All lines of the data shown below should be output exactly as they stand.
________________________
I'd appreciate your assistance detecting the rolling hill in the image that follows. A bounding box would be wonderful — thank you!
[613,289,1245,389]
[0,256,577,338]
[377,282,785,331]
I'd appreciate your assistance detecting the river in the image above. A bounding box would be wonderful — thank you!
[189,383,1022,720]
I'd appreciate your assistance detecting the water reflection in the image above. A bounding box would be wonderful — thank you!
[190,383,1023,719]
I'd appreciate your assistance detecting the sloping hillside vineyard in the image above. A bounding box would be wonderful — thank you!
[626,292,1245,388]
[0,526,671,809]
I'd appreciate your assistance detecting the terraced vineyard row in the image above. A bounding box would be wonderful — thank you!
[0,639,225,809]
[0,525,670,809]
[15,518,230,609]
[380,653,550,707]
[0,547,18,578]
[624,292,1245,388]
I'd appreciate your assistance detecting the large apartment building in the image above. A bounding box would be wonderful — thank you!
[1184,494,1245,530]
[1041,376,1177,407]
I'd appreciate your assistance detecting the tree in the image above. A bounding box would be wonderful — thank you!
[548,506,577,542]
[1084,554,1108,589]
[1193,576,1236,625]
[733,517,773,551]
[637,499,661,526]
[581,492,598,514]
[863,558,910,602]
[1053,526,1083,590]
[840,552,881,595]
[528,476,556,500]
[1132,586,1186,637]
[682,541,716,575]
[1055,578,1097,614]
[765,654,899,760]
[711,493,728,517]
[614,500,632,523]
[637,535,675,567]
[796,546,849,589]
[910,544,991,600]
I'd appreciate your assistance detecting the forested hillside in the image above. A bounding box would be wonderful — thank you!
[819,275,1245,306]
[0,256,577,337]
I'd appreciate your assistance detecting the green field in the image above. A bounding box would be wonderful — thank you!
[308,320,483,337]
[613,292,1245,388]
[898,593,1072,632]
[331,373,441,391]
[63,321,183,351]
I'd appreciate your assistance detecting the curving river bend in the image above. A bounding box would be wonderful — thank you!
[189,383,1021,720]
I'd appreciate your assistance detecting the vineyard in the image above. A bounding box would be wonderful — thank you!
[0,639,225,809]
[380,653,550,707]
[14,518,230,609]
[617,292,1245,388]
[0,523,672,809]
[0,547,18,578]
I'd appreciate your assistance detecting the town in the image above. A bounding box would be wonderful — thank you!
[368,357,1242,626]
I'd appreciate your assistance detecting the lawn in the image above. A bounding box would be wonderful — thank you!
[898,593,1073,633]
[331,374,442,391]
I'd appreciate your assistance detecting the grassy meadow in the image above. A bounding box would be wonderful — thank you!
________________________
### EXPECTED ANSWER
I'd appreciate your assistance detecting the rolling hill in the image that follows. A bounding box would be wonderful — thank you!
[613,289,1245,389]
[0,256,577,338]
[377,282,785,331]
I'd appreciate your assistance detecting the river in the image above. A bounding box would be wonderful — thank you!
[189,383,1022,720]
I'd appreciate your assistance detecting the water reflection in the image above. A bounding box would be wonderful — thank you!
[190,383,1023,719]
I'd appreciate your assistance detecting the sloping hillside vineyard in the image above. A bounding box would be wonderful — thank you!
[626,292,1245,388]
[0,526,671,809]
I'd appreciate your assistance detecting the terraced vineyard row in the image above. A bounding box would be wonderful — thank you!
[0,639,225,809]
[0,525,670,809]
[15,518,230,609]
[380,653,550,707]
[0,547,18,578]
[624,292,1245,388]
I'd appreciate your assistance detecting the large apartment building in the image above. A bounding box would be wonderful — thank you!
[1184,494,1245,530]
[1041,376,1177,407]
I'd appreciate your assistance detecting the tree in the image above. A bounding box would be wonderful — thank you!
[548,506,577,542]
[1084,554,1108,589]
[1193,576,1236,625]
[733,517,773,551]
[637,499,661,526]
[581,492,598,514]
[863,558,910,602]
[1053,526,1083,590]
[840,552,881,595]
[528,476,556,500]
[1132,586,1186,637]
[682,541,716,575]
[1055,578,1097,614]
[765,654,899,760]
[711,493,728,517]
[614,500,632,523]
[637,535,675,567]
[796,546,849,589]
[910,544,991,600]
I'd appreciate your assistance detecting the forested hillside in the image above. A bounding box would be wonderful — thank you!
[819,275,1245,306]
[0,256,577,337]
I'd appreciate your assistance detecting the green field in the image above. A bounding box would be wonderful — thank you!
[308,320,483,337]
[613,292,1245,388]
[898,593,1072,632]
[331,373,441,391]
[63,321,183,351]
I'd appreciate your assistance detecting the curving river bend in the image above. A bounding box would be wonderful — thank you!
[189,383,1021,720]
I'd appreciate your assistance detecting the vineyard in the image above. A bounding box would be wonderful — thank you!
[0,639,225,809]
[380,653,550,707]
[14,518,230,609]
[617,292,1245,388]
[0,523,672,809]
[0,547,18,578]
I'd appreciate your assistance detecting the town in the image above. A bounding box would be wonderful — thank you!
[368,357,1242,626]
I'd appreciate your assistance detecting the lawn in the image above. A bounding box would be wonderful — thank you!
[898,593,1073,633]
[331,374,442,391]
I'd appreciate your assistance detecting the grassy meadow in the image above. A bounding box would be wonderful — thank you!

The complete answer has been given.